**** Dataset entries ****
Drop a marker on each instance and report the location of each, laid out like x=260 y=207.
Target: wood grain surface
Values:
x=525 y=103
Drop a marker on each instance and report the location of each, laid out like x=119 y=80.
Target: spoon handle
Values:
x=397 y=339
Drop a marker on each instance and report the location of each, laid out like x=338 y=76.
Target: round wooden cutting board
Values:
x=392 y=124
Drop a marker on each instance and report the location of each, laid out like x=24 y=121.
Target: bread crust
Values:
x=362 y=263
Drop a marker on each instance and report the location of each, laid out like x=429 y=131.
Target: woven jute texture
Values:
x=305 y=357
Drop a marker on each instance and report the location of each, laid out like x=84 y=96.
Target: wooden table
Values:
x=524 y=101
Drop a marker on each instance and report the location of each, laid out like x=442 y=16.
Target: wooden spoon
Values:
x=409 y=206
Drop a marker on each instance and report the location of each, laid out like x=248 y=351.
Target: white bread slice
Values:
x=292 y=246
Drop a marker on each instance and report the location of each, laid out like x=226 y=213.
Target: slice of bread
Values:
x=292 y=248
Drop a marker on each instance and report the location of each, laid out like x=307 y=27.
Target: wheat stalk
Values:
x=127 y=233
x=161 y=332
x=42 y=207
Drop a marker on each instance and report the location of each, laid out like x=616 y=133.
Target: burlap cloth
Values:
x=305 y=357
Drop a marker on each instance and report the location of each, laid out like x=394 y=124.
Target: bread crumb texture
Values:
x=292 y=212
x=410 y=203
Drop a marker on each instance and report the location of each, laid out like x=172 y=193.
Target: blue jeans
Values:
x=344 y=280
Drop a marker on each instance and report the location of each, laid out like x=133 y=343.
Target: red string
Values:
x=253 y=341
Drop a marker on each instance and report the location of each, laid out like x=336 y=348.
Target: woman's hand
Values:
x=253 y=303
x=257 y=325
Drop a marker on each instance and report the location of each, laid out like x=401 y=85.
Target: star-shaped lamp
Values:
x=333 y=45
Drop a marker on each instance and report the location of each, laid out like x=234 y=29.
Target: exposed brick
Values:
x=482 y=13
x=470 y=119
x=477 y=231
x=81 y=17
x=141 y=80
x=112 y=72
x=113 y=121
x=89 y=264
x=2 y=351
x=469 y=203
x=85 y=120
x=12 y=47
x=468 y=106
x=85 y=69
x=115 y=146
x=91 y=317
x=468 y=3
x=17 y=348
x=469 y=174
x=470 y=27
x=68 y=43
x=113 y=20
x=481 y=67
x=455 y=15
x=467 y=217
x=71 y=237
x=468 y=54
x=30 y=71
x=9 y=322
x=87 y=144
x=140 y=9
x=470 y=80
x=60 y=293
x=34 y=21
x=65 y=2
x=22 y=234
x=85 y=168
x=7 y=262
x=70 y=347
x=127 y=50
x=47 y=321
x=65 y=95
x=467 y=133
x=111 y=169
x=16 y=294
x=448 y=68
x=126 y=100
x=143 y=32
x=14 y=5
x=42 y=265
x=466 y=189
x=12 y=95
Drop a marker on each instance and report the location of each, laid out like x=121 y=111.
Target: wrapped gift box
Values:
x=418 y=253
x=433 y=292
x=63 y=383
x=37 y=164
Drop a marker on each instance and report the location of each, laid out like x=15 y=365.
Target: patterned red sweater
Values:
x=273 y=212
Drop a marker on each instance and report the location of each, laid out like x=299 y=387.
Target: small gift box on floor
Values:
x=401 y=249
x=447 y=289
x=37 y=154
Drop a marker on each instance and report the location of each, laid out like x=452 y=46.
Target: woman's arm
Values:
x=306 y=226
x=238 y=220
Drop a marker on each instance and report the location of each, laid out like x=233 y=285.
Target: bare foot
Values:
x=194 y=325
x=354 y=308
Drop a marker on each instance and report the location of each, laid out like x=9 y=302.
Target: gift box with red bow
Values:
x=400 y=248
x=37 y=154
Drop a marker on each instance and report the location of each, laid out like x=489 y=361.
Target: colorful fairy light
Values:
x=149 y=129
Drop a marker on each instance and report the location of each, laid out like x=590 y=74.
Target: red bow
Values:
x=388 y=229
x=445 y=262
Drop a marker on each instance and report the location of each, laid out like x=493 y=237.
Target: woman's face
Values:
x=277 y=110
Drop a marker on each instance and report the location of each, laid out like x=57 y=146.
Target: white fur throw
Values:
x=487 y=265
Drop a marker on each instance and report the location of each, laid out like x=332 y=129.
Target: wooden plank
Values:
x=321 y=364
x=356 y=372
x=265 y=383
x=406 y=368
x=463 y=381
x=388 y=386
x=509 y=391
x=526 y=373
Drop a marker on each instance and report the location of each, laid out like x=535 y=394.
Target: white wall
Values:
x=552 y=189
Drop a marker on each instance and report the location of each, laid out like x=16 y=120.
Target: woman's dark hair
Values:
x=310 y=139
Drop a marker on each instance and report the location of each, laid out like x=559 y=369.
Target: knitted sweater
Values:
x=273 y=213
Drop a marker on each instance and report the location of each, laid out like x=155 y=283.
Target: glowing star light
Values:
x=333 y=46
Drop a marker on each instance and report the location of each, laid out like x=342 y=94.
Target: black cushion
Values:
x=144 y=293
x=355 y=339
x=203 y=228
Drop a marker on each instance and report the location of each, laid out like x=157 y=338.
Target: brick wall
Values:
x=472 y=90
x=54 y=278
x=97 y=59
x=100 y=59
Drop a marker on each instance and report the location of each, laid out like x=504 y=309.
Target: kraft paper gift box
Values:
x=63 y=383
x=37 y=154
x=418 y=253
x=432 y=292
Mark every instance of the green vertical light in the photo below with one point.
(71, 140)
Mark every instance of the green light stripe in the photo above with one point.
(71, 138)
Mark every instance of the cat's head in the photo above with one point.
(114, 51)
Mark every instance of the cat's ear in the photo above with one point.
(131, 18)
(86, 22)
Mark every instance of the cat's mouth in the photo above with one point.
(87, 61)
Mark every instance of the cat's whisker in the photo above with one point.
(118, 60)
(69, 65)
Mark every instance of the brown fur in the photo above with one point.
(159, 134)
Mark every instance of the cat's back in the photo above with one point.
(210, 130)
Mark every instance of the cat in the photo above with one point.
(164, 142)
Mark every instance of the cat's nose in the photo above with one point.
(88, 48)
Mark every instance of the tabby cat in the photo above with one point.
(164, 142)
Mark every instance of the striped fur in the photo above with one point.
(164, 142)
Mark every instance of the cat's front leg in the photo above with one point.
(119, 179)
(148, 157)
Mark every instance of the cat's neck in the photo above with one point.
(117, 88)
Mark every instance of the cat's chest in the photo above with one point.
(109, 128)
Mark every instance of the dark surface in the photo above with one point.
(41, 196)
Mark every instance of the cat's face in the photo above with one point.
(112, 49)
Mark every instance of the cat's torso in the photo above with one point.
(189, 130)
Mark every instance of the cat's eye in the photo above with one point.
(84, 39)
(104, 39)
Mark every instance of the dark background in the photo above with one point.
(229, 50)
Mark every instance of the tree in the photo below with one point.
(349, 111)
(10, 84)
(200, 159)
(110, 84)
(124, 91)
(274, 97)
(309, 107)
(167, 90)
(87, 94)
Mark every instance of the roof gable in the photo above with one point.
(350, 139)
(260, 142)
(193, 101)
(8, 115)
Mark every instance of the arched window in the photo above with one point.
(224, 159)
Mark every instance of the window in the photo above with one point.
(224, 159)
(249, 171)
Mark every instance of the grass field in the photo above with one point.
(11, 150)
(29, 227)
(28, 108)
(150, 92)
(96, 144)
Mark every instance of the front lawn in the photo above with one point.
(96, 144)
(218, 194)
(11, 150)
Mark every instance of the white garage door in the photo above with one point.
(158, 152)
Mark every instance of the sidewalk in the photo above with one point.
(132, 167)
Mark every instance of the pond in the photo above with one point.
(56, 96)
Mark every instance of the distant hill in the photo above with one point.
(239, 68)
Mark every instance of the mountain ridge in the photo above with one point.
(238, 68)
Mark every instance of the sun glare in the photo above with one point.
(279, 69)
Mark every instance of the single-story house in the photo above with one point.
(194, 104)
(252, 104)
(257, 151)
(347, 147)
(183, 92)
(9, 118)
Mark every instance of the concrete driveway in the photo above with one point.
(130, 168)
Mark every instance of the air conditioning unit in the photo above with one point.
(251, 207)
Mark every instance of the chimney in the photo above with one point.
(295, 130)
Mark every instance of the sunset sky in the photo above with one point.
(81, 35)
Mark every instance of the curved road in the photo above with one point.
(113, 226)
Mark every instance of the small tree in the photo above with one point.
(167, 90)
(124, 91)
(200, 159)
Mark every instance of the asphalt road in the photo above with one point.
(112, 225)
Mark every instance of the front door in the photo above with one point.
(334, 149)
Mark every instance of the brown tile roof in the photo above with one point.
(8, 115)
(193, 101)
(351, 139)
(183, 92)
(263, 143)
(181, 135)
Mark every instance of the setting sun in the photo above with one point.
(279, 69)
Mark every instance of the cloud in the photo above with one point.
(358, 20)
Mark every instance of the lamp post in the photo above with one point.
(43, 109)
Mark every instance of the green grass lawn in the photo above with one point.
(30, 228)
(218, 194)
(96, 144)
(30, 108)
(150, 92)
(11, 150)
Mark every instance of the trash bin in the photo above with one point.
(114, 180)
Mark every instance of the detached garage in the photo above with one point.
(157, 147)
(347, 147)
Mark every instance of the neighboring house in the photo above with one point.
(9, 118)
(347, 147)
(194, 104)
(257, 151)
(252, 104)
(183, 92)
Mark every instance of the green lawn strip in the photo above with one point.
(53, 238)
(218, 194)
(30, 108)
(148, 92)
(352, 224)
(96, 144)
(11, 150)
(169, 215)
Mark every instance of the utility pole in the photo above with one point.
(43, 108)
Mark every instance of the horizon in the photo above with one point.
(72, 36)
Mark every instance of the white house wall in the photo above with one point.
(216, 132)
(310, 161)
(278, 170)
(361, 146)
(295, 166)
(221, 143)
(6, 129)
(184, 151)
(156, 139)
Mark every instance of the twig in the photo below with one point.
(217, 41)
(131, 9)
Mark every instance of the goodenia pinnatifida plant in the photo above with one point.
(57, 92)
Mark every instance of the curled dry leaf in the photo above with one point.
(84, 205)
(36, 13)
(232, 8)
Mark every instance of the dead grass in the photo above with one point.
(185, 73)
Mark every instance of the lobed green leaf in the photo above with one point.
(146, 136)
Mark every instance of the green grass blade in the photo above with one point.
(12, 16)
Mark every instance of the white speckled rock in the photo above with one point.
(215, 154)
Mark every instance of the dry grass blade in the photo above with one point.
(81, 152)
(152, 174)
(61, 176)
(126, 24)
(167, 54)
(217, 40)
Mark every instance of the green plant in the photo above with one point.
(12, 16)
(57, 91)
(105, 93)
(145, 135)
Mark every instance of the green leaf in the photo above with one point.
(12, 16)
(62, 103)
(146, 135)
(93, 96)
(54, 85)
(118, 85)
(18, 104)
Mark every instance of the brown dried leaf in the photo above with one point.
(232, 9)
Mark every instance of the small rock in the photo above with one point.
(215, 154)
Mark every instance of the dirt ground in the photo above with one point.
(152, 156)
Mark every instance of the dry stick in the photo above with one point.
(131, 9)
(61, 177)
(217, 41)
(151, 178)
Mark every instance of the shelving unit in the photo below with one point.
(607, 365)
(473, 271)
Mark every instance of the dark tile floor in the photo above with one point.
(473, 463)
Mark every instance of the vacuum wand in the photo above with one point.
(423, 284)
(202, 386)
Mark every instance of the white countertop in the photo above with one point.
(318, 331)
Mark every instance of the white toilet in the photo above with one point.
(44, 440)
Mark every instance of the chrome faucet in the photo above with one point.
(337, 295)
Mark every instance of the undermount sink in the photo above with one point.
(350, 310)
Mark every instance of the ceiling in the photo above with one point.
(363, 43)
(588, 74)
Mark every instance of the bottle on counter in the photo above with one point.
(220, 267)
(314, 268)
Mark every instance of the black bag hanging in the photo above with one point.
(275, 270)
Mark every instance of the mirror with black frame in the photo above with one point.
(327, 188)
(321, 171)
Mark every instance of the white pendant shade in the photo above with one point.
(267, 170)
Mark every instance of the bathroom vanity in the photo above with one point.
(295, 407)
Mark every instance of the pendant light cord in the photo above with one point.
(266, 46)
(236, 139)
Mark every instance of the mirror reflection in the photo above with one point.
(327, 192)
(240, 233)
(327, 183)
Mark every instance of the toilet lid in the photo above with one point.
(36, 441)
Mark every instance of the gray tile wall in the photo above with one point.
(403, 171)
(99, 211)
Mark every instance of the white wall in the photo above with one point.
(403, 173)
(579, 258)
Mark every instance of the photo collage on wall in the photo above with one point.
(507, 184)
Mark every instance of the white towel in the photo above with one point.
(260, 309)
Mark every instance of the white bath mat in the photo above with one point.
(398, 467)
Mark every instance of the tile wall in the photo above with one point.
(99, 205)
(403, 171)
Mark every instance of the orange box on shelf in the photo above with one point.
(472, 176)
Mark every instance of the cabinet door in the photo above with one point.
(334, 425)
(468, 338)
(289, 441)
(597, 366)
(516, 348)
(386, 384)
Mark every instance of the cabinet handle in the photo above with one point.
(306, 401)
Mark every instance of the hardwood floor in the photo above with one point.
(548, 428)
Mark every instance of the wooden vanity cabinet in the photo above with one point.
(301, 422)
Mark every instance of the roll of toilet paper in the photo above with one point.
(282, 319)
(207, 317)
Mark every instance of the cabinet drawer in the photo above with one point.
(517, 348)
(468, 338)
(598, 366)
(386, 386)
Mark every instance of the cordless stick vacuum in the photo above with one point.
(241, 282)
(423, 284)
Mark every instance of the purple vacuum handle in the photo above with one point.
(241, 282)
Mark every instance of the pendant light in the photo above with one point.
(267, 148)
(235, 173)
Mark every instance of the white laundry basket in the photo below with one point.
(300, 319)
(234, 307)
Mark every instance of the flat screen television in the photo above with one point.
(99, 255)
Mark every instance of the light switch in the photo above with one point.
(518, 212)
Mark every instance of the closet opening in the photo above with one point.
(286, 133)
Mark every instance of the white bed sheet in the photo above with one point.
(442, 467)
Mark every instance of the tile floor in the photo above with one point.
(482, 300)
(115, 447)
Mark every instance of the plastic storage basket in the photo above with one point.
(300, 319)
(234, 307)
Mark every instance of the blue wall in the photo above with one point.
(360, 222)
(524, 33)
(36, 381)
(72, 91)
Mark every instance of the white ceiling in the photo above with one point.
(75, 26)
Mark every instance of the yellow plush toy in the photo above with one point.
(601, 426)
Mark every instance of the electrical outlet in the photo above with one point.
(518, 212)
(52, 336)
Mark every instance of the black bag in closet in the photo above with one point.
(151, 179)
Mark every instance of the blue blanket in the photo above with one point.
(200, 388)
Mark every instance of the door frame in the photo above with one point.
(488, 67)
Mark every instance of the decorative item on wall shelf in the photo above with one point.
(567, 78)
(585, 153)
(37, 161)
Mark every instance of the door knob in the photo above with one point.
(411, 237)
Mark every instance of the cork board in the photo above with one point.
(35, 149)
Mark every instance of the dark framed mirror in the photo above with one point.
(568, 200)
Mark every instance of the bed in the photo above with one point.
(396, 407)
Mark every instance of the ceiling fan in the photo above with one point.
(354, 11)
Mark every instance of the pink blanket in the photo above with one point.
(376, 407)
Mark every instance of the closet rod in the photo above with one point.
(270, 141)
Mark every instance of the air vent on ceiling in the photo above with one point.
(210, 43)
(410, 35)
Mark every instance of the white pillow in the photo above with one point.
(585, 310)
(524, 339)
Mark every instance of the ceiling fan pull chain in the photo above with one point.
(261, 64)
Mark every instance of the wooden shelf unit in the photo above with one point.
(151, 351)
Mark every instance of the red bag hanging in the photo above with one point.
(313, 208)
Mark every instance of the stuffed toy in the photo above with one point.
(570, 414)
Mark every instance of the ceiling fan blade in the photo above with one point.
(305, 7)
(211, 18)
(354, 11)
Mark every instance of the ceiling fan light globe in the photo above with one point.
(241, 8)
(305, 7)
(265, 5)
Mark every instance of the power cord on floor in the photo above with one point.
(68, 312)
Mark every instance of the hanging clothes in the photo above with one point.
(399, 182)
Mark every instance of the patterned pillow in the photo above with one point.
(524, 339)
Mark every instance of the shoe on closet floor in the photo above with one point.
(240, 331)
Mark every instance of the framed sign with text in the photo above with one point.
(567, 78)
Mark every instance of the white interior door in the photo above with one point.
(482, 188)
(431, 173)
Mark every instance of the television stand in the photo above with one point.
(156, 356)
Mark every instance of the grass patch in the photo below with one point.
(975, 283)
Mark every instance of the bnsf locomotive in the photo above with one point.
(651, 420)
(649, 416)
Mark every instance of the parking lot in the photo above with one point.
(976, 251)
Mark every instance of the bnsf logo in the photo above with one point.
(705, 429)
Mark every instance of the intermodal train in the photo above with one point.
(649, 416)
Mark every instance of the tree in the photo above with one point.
****
Instructions for the task: Every line containing the word "spoon" must be copied from the material above.

Finished exercise:
Target: spoon handle
Target: wooden spoon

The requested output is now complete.